図1(A)~(B)に示すように、推定装置は、例えば、プラントのプロセスデータを対象として、時系列性を考慮した因果関係を推定する。具体的には、推定装置は、
図1(B)に示すように、プラント内の装置に設置されているセンサーが出力する多変量時系列データであるセンサーデータのうち、所定の時間幅の分析窓の中のデータを取得する。
【0015】
また、推定装置は、
図1(C)に示すように、取得したデータを用いて、各センサーをノードとした因果関係のグラフを生成する。そして、推定装置は、分析窓を時間方向に所定の時間間隔でスライドさせることにより、
図1(D)に示すように、時間遅れの次元を含む3次元空間に因果関係のグラフを連続的に生成し、分析者に提示する。
【0016】
[推定装置の構成]
図2は、推定装置の概略構成を例示する模式図である。
図2に例示するように、推定装置10は、パソコン等の汎用コンピュータで実現され、入力部11、出力部12、通信制御部13、記憶部14、および制御部15を備える。
【0017】
入力部11は、キーボードやマウス等の入力デバイスを用いて実現され、操作者による入力操作に対応して、制御部15に対して処理開始などの各種指示情報を入力する。出力部12は、液晶ディスプレイなどの推定装置、プリンター等の印刷装置等によって実現される。

本課題の資料:

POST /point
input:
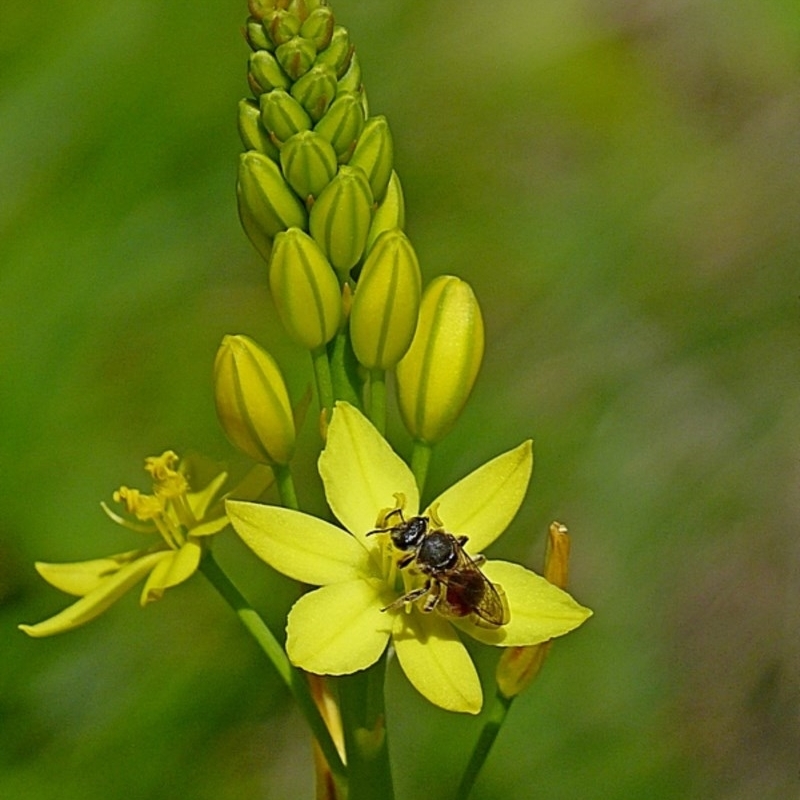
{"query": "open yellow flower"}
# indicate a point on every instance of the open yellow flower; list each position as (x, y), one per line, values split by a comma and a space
(345, 625)
(181, 517)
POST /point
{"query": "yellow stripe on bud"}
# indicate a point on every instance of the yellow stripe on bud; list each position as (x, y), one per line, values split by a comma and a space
(386, 302)
(304, 289)
(340, 218)
(252, 401)
(436, 375)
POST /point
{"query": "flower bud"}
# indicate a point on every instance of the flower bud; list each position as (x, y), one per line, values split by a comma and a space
(350, 81)
(316, 90)
(304, 289)
(436, 375)
(267, 72)
(391, 213)
(374, 153)
(338, 52)
(342, 125)
(267, 205)
(318, 27)
(308, 162)
(341, 216)
(386, 304)
(252, 132)
(296, 56)
(252, 402)
(256, 35)
(281, 26)
(282, 115)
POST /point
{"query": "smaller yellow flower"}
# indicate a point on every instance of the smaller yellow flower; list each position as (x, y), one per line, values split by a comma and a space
(174, 512)
(346, 624)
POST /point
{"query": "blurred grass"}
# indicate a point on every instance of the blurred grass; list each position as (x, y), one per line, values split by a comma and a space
(620, 181)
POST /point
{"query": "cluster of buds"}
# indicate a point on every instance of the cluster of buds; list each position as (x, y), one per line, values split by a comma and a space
(321, 202)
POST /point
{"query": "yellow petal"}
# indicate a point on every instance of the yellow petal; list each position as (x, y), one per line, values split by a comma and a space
(338, 629)
(81, 577)
(482, 505)
(181, 564)
(362, 473)
(298, 545)
(99, 599)
(539, 610)
(436, 662)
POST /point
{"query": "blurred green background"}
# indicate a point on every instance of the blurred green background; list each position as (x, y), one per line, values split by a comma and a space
(620, 182)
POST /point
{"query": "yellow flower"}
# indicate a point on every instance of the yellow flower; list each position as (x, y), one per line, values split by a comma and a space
(172, 511)
(346, 624)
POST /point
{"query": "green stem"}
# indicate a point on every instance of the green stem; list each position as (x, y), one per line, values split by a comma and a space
(420, 461)
(483, 746)
(293, 678)
(377, 399)
(322, 375)
(283, 477)
(361, 699)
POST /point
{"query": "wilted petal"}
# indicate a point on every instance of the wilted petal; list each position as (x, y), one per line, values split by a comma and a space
(436, 662)
(539, 610)
(303, 547)
(182, 564)
(362, 473)
(99, 599)
(338, 629)
(482, 505)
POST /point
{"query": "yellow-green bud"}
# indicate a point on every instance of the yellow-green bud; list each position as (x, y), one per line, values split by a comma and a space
(338, 52)
(318, 27)
(296, 56)
(316, 90)
(436, 375)
(256, 35)
(308, 162)
(282, 115)
(304, 289)
(267, 72)
(281, 26)
(252, 402)
(342, 125)
(267, 205)
(350, 81)
(374, 153)
(252, 132)
(391, 213)
(341, 216)
(386, 303)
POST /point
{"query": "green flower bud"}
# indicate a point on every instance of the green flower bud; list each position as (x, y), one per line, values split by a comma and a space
(252, 402)
(341, 216)
(267, 72)
(315, 90)
(296, 56)
(339, 51)
(350, 81)
(281, 26)
(318, 27)
(386, 303)
(304, 289)
(282, 115)
(436, 375)
(308, 162)
(267, 205)
(252, 132)
(391, 213)
(256, 35)
(342, 124)
(374, 153)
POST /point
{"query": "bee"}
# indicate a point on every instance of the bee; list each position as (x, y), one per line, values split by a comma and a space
(454, 584)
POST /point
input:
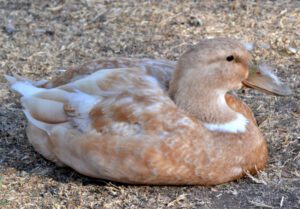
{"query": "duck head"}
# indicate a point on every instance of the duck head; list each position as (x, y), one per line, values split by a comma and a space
(206, 72)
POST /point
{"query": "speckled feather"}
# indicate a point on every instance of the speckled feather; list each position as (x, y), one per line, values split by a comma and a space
(121, 125)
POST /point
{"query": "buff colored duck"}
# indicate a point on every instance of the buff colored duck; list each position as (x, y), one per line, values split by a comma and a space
(151, 122)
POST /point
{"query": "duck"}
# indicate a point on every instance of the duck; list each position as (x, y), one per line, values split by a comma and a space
(152, 122)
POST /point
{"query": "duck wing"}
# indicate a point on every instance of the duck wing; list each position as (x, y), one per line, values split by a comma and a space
(113, 124)
(160, 69)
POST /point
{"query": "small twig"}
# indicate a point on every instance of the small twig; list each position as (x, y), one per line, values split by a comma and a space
(178, 199)
(281, 201)
(256, 180)
(260, 204)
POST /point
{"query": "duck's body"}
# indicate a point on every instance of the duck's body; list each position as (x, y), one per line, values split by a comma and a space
(122, 125)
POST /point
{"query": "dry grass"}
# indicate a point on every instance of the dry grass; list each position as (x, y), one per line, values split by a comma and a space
(39, 38)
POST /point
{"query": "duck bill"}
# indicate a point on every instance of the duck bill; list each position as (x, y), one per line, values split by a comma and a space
(263, 79)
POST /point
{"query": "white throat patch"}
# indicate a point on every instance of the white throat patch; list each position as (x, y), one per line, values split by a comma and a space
(235, 126)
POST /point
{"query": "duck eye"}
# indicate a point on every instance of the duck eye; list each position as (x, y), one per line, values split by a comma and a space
(230, 58)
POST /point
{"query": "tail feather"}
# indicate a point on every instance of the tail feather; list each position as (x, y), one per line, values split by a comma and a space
(25, 88)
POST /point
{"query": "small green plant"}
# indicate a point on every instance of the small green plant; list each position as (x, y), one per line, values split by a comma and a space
(3, 202)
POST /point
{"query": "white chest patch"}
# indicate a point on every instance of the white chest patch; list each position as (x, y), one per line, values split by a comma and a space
(235, 126)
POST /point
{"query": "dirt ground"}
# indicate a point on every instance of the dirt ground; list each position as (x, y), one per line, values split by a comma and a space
(40, 38)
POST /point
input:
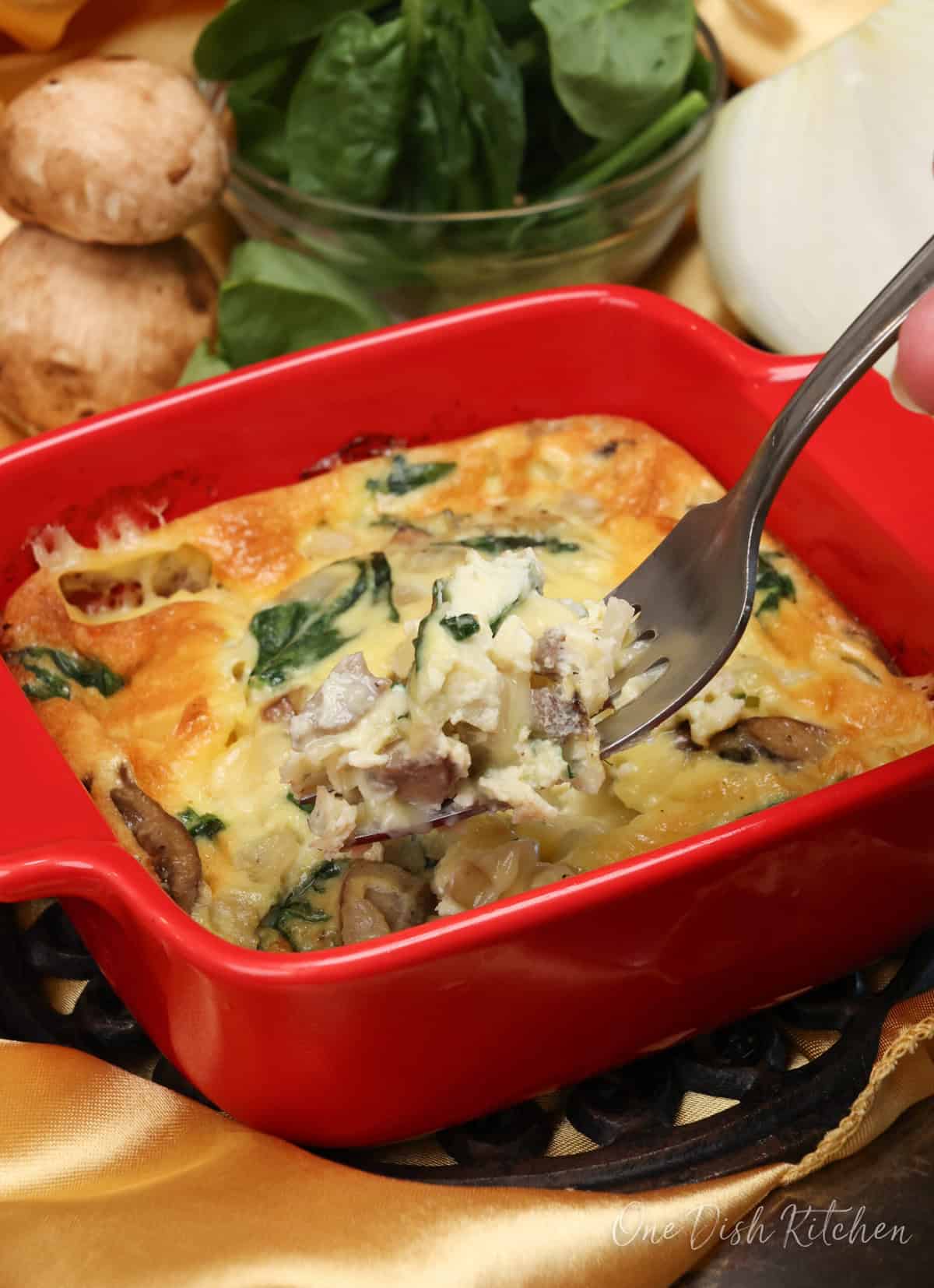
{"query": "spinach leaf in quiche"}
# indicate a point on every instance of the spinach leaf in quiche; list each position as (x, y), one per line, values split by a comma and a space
(407, 476)
(300, 632)
(461, 626)
(346, 111)
(296, 912)
(201, 825)
(774, 584)
(86, 671)
(490, 544)
(305, 807)
(618, 65)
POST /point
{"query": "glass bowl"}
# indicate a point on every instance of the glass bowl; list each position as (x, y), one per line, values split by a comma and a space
(420, 264)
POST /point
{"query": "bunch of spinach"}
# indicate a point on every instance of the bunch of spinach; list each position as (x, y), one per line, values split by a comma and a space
(441, 106)
(431, 107)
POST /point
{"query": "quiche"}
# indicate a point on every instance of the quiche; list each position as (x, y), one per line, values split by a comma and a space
(268, 699)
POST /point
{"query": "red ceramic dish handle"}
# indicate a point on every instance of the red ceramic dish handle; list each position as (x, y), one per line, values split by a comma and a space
(74, 868)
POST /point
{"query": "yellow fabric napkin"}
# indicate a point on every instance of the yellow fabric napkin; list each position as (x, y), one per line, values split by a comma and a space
(107, 1180)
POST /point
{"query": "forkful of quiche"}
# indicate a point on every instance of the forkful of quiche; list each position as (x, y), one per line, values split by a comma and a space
(511, 693)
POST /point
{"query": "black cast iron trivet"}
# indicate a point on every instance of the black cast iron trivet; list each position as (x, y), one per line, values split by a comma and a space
(627, 1135)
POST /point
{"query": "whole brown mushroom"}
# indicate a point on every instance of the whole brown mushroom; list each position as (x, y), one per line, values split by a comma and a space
(86, 329)
(111, 150)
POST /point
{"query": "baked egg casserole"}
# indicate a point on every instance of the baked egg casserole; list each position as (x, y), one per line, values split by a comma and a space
(248, 689)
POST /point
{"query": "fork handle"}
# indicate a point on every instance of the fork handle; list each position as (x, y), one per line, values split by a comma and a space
(859, 346)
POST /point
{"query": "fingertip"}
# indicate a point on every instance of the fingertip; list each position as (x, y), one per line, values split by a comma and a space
(912, 384)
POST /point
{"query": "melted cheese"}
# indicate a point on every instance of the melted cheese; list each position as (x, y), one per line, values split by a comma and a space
(593, 494)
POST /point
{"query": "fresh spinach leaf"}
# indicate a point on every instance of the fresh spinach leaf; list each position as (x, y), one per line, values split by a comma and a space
(490, 544)
(346, 111)
(604, 164)
(465, 132)
(618, 65)
(250, 33)
(407, 476)
(277, 301)
(701, 75)
(203, 364)
(300, 632)
(461, 626)
(774, 584)
(514, 17)
(86, 671)
(258, 104)
(201, 825)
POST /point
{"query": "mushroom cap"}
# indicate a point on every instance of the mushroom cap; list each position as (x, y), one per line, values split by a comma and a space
(86, 329)
(111, 150)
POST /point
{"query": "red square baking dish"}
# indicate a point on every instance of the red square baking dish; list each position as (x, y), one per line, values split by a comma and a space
(444, 1022)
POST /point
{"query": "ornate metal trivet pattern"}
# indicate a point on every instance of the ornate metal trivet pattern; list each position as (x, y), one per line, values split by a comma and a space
(626, 1126)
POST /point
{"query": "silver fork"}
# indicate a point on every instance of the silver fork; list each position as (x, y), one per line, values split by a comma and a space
(695, 592)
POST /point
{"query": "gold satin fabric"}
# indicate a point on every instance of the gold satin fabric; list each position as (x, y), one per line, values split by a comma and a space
(108, 1181)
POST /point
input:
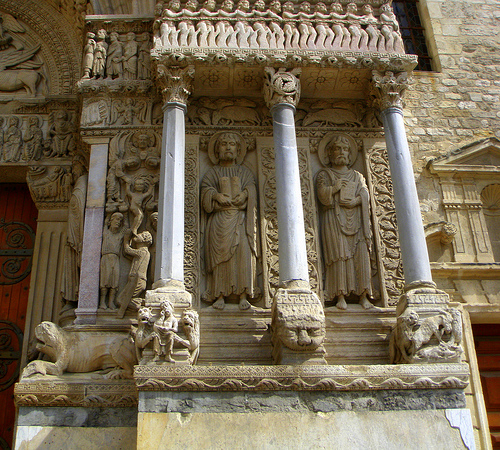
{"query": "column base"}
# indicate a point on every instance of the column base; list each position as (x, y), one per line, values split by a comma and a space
(85, 316)
(298, 326)
(428, 330)
(172, 290)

作業指示:
- 1) 抜粋本文によれば、推定装置10は何によって実現されますか。
- 2) 一覧の中から、文字列「silver」を含む行をすべて特定してください。

演習結果:
- 1) パソコン等の汎用コンピュータで実現されます。

- 2)
{"query": "silver fork"}
# indicate a point on every instance of the silver fork; list each position as (x, y), one per line, values split by a comma and a space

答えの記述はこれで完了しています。